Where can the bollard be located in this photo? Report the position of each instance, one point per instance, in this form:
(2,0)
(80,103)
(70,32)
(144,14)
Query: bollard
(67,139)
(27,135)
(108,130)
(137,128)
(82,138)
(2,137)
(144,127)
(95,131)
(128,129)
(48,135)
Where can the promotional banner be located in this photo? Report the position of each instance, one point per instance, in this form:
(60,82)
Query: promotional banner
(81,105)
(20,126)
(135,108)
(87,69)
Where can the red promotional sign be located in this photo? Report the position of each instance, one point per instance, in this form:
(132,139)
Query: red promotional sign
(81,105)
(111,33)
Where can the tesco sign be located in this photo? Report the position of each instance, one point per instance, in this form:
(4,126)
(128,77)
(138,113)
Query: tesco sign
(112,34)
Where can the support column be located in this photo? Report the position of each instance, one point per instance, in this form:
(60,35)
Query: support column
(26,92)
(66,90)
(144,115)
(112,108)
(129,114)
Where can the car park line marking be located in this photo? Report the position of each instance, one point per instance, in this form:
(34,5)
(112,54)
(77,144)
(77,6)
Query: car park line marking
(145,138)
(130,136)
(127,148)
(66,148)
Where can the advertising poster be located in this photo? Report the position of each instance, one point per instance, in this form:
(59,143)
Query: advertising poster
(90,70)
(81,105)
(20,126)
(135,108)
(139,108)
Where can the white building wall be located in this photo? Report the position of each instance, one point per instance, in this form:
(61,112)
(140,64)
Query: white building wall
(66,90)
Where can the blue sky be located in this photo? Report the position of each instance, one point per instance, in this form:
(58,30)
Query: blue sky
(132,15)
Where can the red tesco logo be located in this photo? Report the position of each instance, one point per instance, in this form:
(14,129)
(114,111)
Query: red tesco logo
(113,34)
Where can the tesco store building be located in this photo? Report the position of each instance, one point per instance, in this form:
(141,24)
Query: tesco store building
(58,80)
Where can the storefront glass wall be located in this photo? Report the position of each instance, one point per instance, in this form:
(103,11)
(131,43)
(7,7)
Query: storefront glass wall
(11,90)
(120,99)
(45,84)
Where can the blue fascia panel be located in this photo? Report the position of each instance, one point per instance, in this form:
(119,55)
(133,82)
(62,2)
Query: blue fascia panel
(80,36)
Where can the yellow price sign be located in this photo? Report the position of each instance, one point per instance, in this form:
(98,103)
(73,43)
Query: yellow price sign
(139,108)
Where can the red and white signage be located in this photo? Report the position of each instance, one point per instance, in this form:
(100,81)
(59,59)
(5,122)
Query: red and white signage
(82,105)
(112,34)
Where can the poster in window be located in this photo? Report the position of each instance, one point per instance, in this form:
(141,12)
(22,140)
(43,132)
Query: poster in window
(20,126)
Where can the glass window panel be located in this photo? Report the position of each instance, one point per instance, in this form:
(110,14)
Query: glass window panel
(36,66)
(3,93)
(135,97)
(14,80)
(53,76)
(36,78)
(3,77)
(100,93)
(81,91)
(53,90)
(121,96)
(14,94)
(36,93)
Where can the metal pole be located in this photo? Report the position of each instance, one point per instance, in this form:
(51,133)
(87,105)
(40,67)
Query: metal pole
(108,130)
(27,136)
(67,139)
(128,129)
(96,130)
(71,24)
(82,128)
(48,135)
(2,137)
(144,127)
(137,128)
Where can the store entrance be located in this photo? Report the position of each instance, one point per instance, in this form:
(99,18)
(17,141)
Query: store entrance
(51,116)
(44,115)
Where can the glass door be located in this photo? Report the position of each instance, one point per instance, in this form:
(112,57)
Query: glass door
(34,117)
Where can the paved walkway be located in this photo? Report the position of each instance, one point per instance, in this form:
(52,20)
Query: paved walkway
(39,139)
#####
Task to carry out - Retyping the whole listing exactly is the task here.

Answer box -
Where can the bollard be located in this photo? Report the position of each instance, one point per instance, in this form:
(2,0)
(80,103)
(70,32)
(144,14)
Query: bollard
(67,139)
(27,135)
(108,130)
(137,128)
(82,138)
(2,137)
(144,127)
(95,131)
(128,129)
(48,135)
Where can the promotional banner be located in this photo? Report the position of each instance, one point per instance, in this form:
(60,82)
Query: promotional banner
(81,105)
(20,126)
(135,108)
(87,69)
Where can the red promotional sign be located in this photo? Report the position of each instance, one point per instance, in this form:
(132,139)
Query: red promotional sign
(81,105)
(111,33)
Where can the tesco sign be located in this photo? Report the position of each instance, one point per instance, in this form:
(4,126)
(128,77)
(138,113)
Query: tesco sign
(112,34)
Where can the support column be located in this photo? Report the position of each instance, one point per instance, in this form:
(60,35)
Query: support column
(26,92)
(66,90)
(144,115)
(112,108)
(129,114)
Where can the car park line marking be located in this photo? Report the position of each instance, one point per instance, in this form:
(34,5)
(112,54)
(77,144)
(77,6)
Query: car park line marking
(145,138)
(130,136)
(127,148)
(66,148)
Where can the advertising poster be located in this photo? Report the position of each instance, one point per instance, in this form:
(59,143)
Query: advertising poster
(90,70)
(81,105)
(20,126)
(135,108)
(139,108)
Where can the white building wall be located in this photo? Report the position of each instance, one point per instance, in this form:
(61,112)
(140,64)
Query: white building wall
(66,90)
Where can the blue sky be located in this photo? Report the position of each instance, one point per instance, in this form:
(58,30)
Query: blue sky
(132,15)
Where can the red tesco logo be located in this photo? Report the position of each instance, one point per instance, in this form:
(14,129)
(114,111)
Query: red tesco logo
(113,34)
Where can the tesco store building be located in this photo? Report the position of each instance, one point per instance, in this form:
(141,24)
Query: tesco store building
(58,80)
Where can the storefront glass wall be located in this photo? Report the position of each instance, one point per instance, in this form:
(103,11)
(131,43)
(7,7)
Query: storefront glass wall
(11,90)
(120,99)
(45,84)
Where can the blue fascia panel be located in this photo? Report the position of each instance, one point per instance, in this form:
(119,55)
(133,82)
(62,2)
Query: blue fascia panel
(80,36)
Where can the yellow price sign be located in this photo? Report the position of each instance, one point per instance, in this form:
(98,103)
(73,43)
Query: yellow price sign
(139,108)
Where can the red and white signage be located in this photo? Report the position of each instance, one point per instance, in this form:
(100,81)
(59,59)
(5,122)
Query: red and white signage
(82,105)
(112,34)
Where can the poster in window be located in this photo? Report the position of each instance, one point per instance, in this form:
(141,12)
(22,140)
(43,132)
Query: poster in window
(20,126)
Where can the glass window panel be located in this photo? Report the position of each instance, one point per instance, in this form:
(110,14)
Query: glass window panel
(36,66)
(3,93)
(135,97)
(14,80)
(53,76)
(36,78)
(3,77)
(100,93)
(81,91)
(53,90)
(121,96)
(14,94)
(36,93)
Where can the metal pole be located in this photo? Report the position of each instance, one point per instance, in this form:
(51,133)
(87,105)
(40,67)
Query: metal pole
(108,130)
(27,136)
(67,139)
(128,129)
(96,130)
(71,24)
(82,128)
(48,135)
(2,137)
(144,127)
(137,128)
Where can the store entrance be located in this photo? Report the position of each instance, one point per instance, in this form:
(99,18)
(17,141)
Query: store entrance
(51,116)
(44,115)
Where can the glass door be located in this photo? Report the position of each instance, one point per instance, in this form:
(112,57)
Query: glass door
(34,117)
Where can the paved walkway be located in this photo? Report the position of each instance, one point per instance, in this form:
(52,20)
Query: paved walkway
(39,139)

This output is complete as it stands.